((
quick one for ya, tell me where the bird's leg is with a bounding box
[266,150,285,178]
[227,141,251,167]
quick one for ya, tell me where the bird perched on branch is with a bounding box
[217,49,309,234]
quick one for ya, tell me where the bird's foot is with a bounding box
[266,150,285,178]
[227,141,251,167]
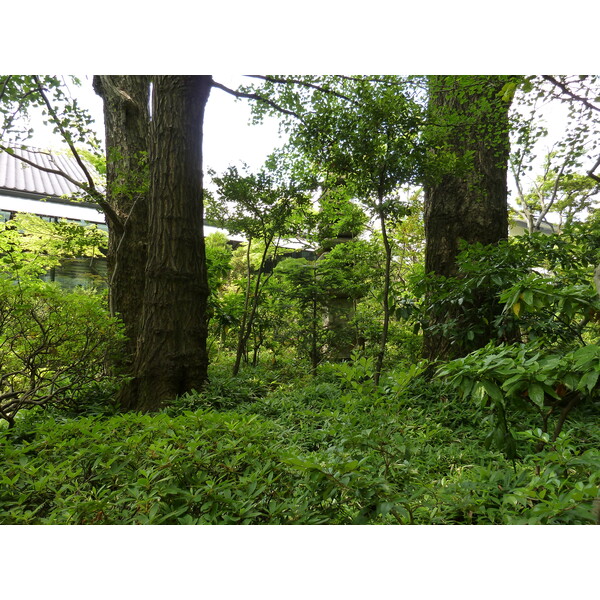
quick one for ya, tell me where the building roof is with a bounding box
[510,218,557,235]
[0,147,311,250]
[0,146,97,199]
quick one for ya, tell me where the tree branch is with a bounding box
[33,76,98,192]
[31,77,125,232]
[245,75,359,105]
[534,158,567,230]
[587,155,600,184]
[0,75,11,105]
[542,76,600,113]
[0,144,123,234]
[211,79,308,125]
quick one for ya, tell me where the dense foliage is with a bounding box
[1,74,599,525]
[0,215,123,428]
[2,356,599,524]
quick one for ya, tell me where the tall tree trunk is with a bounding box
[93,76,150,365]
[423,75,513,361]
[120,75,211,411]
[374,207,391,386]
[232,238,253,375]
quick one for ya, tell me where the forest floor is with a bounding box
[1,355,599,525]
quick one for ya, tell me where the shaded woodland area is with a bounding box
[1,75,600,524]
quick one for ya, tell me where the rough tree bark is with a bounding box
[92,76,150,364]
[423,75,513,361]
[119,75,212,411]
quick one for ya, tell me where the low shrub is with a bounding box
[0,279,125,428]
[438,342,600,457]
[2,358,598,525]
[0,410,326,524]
))
What to do
Please retype the material above exactly, and omit its images.

Result below
quick one for ya, tell me where the bird's leg is with a bounding box
[266,150,285,178]
[227,141,251,167]
quick one for ya, tell me where the bird perched on branch is with a bounding box
[217,49,309,234]
quick one for ya, tell me where the bird's foot is with a bounding box
[266,150,285,178]
[227,141,251,167]
quick one for ya, tell me where the building roof is with a bounding box
[510,218,557,235]
[0,147,311,250]
[0,146,97,199]
quick one for ya, tell me where the tree branch is with a bounding box
[33,76,98,192]
[31,77,125,232]
[245,75,359,105]
[534,158,567,230]
[587,155,600,184]
[0,75,11,105]
[542,76,600,113]
[0,144,123,234]
[211,79,308,125]
quick one for ya, tell me where the dense foliage is with a bounding box
[1,74,599,525]
[0,215,123,428]
[2,356,599,524]
quick one for ya, tell me where the tall tree trunk is with a bounding box
[93,76,150,365]
[423,75,513,361]
[120,75,211,411]
[374,207,391,386]
[232,238,253,375]
quick one for ya, tell me where the forest floor is with a bounding box
[1,355,599,525]
quick one for ya, tell me where the shaded woodland area is with a bounding box
[1,75,600,524]
quick one for ya, tell me where the rough tree bark is with a bounding box
[92,76,150,364]
[423,75,513,361]
[119,75,212,411]
quick one for ya, tell me where the low shrub is with a bounding box
[0,279,125,428]
[438,342,600,457]
[2,358,598,525]
[0,410,326,524]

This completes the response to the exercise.